(Information shown)
--- START ---

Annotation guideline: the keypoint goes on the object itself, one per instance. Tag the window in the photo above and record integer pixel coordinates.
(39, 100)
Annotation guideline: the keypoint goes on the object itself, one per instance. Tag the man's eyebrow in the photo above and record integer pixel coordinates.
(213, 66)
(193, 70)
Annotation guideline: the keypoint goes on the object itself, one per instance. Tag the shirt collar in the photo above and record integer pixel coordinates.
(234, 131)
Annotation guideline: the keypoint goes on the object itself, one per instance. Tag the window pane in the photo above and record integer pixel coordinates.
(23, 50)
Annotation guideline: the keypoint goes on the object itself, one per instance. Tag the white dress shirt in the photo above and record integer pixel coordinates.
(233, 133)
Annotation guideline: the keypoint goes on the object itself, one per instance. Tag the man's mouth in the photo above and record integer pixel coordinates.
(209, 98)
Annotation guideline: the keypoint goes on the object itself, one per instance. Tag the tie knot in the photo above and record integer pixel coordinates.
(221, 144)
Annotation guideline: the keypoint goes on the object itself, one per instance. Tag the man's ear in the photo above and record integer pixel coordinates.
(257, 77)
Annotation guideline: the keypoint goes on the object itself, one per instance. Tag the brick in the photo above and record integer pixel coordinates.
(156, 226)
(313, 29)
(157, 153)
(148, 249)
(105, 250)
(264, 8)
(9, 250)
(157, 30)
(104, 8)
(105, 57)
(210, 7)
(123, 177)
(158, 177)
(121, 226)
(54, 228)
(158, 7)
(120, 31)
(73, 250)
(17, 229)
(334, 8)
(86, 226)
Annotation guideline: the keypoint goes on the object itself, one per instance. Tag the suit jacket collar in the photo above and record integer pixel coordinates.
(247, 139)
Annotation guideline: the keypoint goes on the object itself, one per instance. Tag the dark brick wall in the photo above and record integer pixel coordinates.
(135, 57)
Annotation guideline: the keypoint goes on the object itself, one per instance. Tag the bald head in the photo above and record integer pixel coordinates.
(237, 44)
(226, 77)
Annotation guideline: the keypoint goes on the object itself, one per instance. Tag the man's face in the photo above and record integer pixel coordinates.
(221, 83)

--- END ---

(Task)
Extract all of the data shown above without alteration.

(Answer to the problem)
Annotation guideline: the keypoint goes on the object itself, one per instance. Tag the window in the photo above and record integer pixel coordinates.
(39, 100)
Annotation guideline: the keypoint goes on the object itself, one per instance. Tag the man's eyebrow in the photo above and record integer pixel coordinates.
(213, 66)
(193, 70)
Annotation guideline: the keypoint goes on the object itself, one per instance. Tag the shirt collar in the photo above and record integer pixel coordinates.
(234, 131)
Annotation guideline: the keypoint goes on the object itself, one per instance. Tag the window pane in the photo above and record integer pixel coordinates.
(23, 50)
Annotation guideline: the keypoint goes on the object itself, one per instance. Tag the white dress shirt in the photo above and record integer pixel coordinates.
(233, 133)
Annotation guideline: the keypoint goes on the object itself, one per instance. Tag the man's mouth in the photo above and record integer pixel coordinates.
(209, 98)
Annotation guideline: the keypoint goes on the object itself, one per instance. Tag the tie knot in the photo above and record integer pixel coordinates.
(221, 144)
Annotation guideline: the keypoint goes on the object itself, one per instance. Tag the man's ear in the photo above and record integer pixel coordinates.
(257, 77)
Annotation guideline: the keypoint goes on the object itself, one per instance. Tag the brick in the photo above and record integer pixel coordinates.
(156, 226)
(313, 29)
(157, 153)
(148, 249)
(105, 250)
(264, 8)
(9, 250)
(157, 30)
(104, 8)
(105, 57)
(210, 7)
(123, 177)
(158, 177)
(121, 226)
(54, 228)
(158, 7)
(120, 31)
(73, 250)
(17, 229)
(334, 8)
(86, 226)
Annotation guideline: the keypoint goes on the object itself, one per instance. Tag the suit jacket collar in the photo above and record integer pixel coordinates.
(247, 139)
Annotation guideline: the keypoint goes on the object itself, one per instance. Tag the dark brick wall in the photo above and record integer pixel coordinates.
(135, 57)
Annotation guideline: the keypoint goes on the object itself, one per instance. Tag the bald head in the photo above and record integer pixel coordinates.
(237, 44)
(226, 77)
Annotation guideline: the keypoint goes on the object itself, one per instance. Tag the man's face in the photo above and record integer pixel coordinates.
(221, 83)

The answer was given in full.